* [Entries provided]
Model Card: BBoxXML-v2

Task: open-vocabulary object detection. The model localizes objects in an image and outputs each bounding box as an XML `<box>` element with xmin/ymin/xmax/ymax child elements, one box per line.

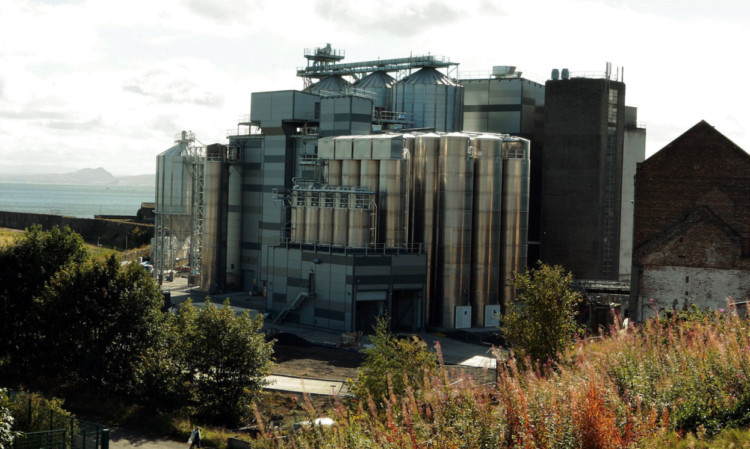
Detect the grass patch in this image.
<box><xmin>0</xmin><ymin>227</ymin><xmax>22</xmax><ymax>246</ymax></box>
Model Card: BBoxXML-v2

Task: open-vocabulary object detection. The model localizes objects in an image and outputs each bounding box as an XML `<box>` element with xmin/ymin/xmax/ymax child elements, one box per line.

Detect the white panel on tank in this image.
<box><xmin>318</xmin><ymin>137</ymin><xmax>335</xmax><ymax>159</ymax></box>
<box><xmin>455</xmin><ymin>306</ymin><xmax>472</xmax><ymax>329</ymax></box>
<box><xmin>484</xmin><ymin>305</ymin><xmax>501</xmax><ymax>327</ymax></box>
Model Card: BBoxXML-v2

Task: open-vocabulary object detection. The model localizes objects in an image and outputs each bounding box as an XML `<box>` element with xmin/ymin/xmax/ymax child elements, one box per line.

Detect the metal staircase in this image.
<box><xmin>272</xmin><ymin>292</ymin><xmax>314</xmax><ymax>324</ymax></box>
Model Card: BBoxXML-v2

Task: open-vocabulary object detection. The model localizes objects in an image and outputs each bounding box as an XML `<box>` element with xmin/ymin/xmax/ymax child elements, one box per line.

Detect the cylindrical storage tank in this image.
<box><xmin>226</xmin><ymin>164</ymin><xmax>242</xmax><ymax>288</ymax></box>
<box><xmin>333</xmin><ymin>191</ymin><xmax>349</xmax><ymax>247</ymax></box>
<box><xmin>341</xmin><ymin>160</ymin><xmax>361</xmax><ymax>187</ymax></box>
<box><xmin>156</xmin><ymin>142</ymin><xmax>191</xmax><ymax>215</ymax></box>
<box><xmin>413</xmin><ymin>133</ymin><xmax>441</xmax><ymax>325</ymax></box>
<box><xmin>326</xmin><ymin>160</ymin><xmax>342</xmax><ymax>186</ymax></box>
<box><xmin>318</xmin><ymin>189</ymin><xmax>334</xmax><ymax>246</ymax></box>
<box><xmin>200</xmin><ymin>159</ymin><xmax>228</xmax><ymax>293</ymax></box>
<box><xmin>402</xmin><ymin>133</ymin><xmax>415</xmax><ymax>245</ymax></box>
<box><xmin>305</xmin><ymin>75</ymin><xmax>351</xmax><ymax>95</ymax></box>
<box><xmin>290</xmin><ymin>189</ymin><xmax>305</xmax><ymax>243</ymax></box>
<box><xmin>471</xmin><ymin>135</ymin><xmax>503</xmax><ymax>327</ymax></box>
<box><xmin>379</xmin><ymin>159</ymin><xmax>405</xmax><ymax>248</ymax></box>
<box><xmin>303</xmin><ymin>190</ymin><xmax>320</xmax><ymax>245</ymax></box>
<box><xmin>437</xmin><ymin>133</ymin><xmax>473</xmax><ymax>329</ymax></box>
<box><xmin>359</xmin><ymin>159</ymin><xmax>380</xmax><ymax>191</ymax></box>
<box><xmin>360</xmin><ymin>160</ymin><xmax>380</xmax><ymax>244</ymax></box>
<box><xmin>501</xmin><ymin>138</ymin><xmax>531</xmax><ymax>308</ymax></box>
<box><xmin>391</xmin><ymin>68</ymin><xmax>463</xmax><ymax>132</ymax></box>
<box><xmin>348</xmin><ymin>191</ymin><xmax>371</xmax><ymax>248</ymax></box>
<box><xmin>155</xmin><ymin>140</ymin><xmax>192</xmax><ymax>281</ymax></box>
<box><xmin>352</xmin><ymin>70</ymin><xmax>396</xmax><ymax>109</ymax></box>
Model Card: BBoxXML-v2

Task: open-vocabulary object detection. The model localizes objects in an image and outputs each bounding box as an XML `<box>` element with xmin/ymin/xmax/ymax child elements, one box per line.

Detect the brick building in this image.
<box><xmin>631</xmin><ymin>121</ymin><xmax>750</xmax><ymax>321</ymax></box>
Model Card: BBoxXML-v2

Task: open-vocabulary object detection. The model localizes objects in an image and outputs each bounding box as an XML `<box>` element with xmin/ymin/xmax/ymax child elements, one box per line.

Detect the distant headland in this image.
<box><xmin>0</xmin><ymin>167</ymin><xmax>155</xmax><ymax>186</ymax></box>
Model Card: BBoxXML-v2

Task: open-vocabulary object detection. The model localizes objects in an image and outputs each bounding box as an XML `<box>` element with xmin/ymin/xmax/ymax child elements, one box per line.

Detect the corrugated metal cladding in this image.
<box><xmin>391</xmin><ymin>68</ymin><xmax>463</xmax><ymax>132</ymax></box>
<box><xmin>319</xmin><ymin>96</ymin><xmax>373</xmax><ymax>137</ymax></box>
<box><xmin>251</xmin><ymin>91</ymin><xmax>319</xmax><ymax>122</ymax></box>
<box><xmin>461</xmin><ymin>78</ymin><xmax>546</xmax><ymax>134</ymax></box>
<box><xmin>155</xmin><ymin>142</ymin><xmax>191</xmax><ymax>215</ymax></box>
<box><xmin>306</xmin><ymin>75</ymin><xmax>350</xmax><ymax>95</ymax></box>
<box><xmin>353</xmin><ymin>71</ymin><xmax>396</xmax><ymax>109</ymax></box>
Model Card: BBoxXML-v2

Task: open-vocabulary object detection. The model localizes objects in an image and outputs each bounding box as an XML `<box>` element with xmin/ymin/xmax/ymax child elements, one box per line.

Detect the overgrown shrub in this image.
<box><xmin>348</xmin><ymin>316</ymin><xmax>437</xmax><ymax>406</ymax></box>
<box><xmin>6</xmin><ymin>391</ymin><xmax>74</xmax><ymax>433</ymax></box>
<box><xmin>500</xmin><ymin>262</ymin><xmax>582</xmax><ymax>368</ymax></box>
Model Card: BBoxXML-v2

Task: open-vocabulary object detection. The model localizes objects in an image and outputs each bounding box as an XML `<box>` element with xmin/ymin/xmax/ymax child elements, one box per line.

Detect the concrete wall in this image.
<box><xmin>0</xmin><ymin>210</ymin><xmax>153</xmax><ymax>250</ymax></box>
<box><xmin>620</xmin><ymin>124</ymin><xmax>646</xmax><ymax>281</ymax></box>
<box><xmin>636</xmin><ymin>265</ymin><xmax>750</xmax><ymax>321</ymax></box>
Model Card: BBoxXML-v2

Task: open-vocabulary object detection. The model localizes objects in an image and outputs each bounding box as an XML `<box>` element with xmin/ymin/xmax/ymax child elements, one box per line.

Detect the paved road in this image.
<box><xmin>109</xmin><ymin>427</ymin><xmax>185</xmax><ymax>449</ymax></box>
<box><xmin>266</xmin><ymin>374</ymin><xmax>348</xmax><ymax>396</ymax></box>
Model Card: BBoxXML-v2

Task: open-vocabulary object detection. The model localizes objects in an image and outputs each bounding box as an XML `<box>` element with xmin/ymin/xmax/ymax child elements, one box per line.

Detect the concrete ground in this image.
<box><xmin>161</xmin><ymin>277</ymin><xmax>500</xmax><ymax>374</ymax></box>
<box><xmin>109</xmin><ymin>427</ymin><xmax>185</xmax><ymax>449</ymax></box>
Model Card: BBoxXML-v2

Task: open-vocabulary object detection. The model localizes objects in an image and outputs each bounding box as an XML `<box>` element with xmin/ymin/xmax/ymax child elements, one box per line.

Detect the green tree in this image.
<box><xmin>34</xmin><ymin>255</ymin><xmax>166</xmax><ymax>393</ymax></box>
<box><xmin>0</xmin><ymin>226</ymin><xmax>87</xmax><ymax>381</ymax></box>
<box><xmin>350</xmin><ymin>316</ymin><xmax>437</xmax><ymax>405</ymax></box>
<box><xmin>500</xmin><ymin>262</ymin><xmax>582</xmax><ymax>367</ymax></box>
<box><xmin>172</xmin><ymin>300</ymin><xmax>273</xmax><ymax>426</ymax></box>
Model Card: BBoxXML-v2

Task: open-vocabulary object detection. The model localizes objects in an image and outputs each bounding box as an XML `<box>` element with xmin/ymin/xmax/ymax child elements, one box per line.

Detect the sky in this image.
<box><xmin>0</xmin><ymin>0</ymin><xmax>748</xmax><ymax>176</ymax></box>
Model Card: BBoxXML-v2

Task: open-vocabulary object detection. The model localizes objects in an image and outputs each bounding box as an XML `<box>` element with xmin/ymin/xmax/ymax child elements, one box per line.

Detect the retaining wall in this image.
<box><xmin>0</xmin><ymin>211</ymin><xmax>154</xmax><ymax>250</ymax></box>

* [Aim of the task] Would you give again, word for word, every line from the one with "Detect the green tree in this image." through the final line of the listing above?

* [Reply]
Detect the green tree in this image.
<box><xmin>34</xmin><ymin>255</ymin><xmax>166</xmax><ymax>393</ymax></box>
<box><xmin>0</xmin><ymin>226</ymin><xmax>87</xmax><ymax>381</ymax></box>
<box><xmin>350</xmin><ymin>316</ymin><xmax>437</xmax><ymax>405</ymax></box>
<box><xmin>500</xmin><ymin>262</ymin><xmax>582</xmax><ymax>367</ymax></box>
<box><xmin>172</xmin><ymin>300</ymin><xmax>273</xmax><ymax>426</ymax></box>
Model Card: BBoxXML-v2

Task: open-vocabulary object detection. The model localizes objects in an image and outputs each bounding box as an XML `<box>` element with xmin/ymin/xmax/ymax child elements, one box per line.

Detect the sky in this image.
<box><xmin>0</xmin><ymin>0</ymin><xmax>748</xmax><ymax>176</ymax></box>
Model Card: BBoxXML-v2

Task: open-vocabulary object detection. The model localizes objects in an image and outputs each bounding box as an XML `<box>` element with xmin/ymin/xmax/ymax child elements, one box per line.

Detect the retaining wall in this image.
<box><xmin>0</xmin><ymin>211</ymin><xmax>154</xmax><ymax>250</ymax></box>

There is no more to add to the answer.